### EXERCISE DIRECTIONS
Copy the complete listing that follows, letter for letter.
==================================================
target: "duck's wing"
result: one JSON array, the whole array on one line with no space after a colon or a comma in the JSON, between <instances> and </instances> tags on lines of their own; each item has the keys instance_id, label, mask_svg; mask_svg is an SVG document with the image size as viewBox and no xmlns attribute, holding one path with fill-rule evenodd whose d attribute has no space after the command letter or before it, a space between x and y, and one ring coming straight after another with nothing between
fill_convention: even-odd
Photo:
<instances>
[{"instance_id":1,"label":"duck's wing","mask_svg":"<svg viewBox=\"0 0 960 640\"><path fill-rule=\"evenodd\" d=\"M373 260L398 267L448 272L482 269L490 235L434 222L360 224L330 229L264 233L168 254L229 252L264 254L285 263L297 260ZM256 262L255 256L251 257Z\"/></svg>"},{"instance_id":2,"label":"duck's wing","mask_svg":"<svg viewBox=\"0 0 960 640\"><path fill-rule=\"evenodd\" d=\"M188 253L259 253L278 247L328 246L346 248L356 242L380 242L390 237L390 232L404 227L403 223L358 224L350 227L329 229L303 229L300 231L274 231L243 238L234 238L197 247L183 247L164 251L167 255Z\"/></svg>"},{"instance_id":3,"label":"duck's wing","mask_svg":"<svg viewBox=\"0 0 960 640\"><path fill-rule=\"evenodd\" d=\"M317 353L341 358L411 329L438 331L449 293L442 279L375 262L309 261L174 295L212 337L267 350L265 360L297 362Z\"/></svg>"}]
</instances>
==================================================
### SOLVED EXERCISE
target: "duck's wing"
result: one JSON array, the whole array on one line with no space after a colon or a comma in the JSON, between <instances> and </instances> tags on lines of their own; each item has the keys instance_id, label, mask_svg; mask_svg is an SVG document with the image size as viewBox and no xmlns attribute, holding one path with fill-rule evenodd whose d attribute has no space after the command letter or before it, a space between x and y, and one ring coming straight after another with nothing between
fill_convention: even-odd
Photo:
<instances>
[{"instance_id":1,"label":"duck's wing","mask_svg":"<svg viewBox=\"0 0 960 640\"><path fill-rule=\"evenodd\" d=\"M373 260L398 267L448 272L482 269L490 235L434 222L360 224L330 229L264 233L168 254L229 252L264 254L285 263L297 260ZM256 262L255 256L251 257Z\"/></svg>"},{"instance_id":2,"label":"duck's wing","mask_svg":"<svg viewBox=\"0 0 960 640\"><path fill-rule=\"evenodd\" d=\"M188 253L259 253L278 247L328 246L346 248L356 242L380 242L390 237L390 232L404 227L403 223L358 224L350 227L329 229L303 229L300 231L274 231L243 238L234 238L197 247L183 247L164 251L167 255Z\"/></svg>"},{"instance_id":3,"label":"duck's wing","mask_svg":"<svg viewBox=\"0 0 960 640\"><path fill-rule=\"evenodd\" d=\"M317 353L341 358L411 329L438 331L449 293L442 279L375 262L309 261L174 295L212 337L267 350L265 360L297 362Z\"/></svg>"}]
</instances>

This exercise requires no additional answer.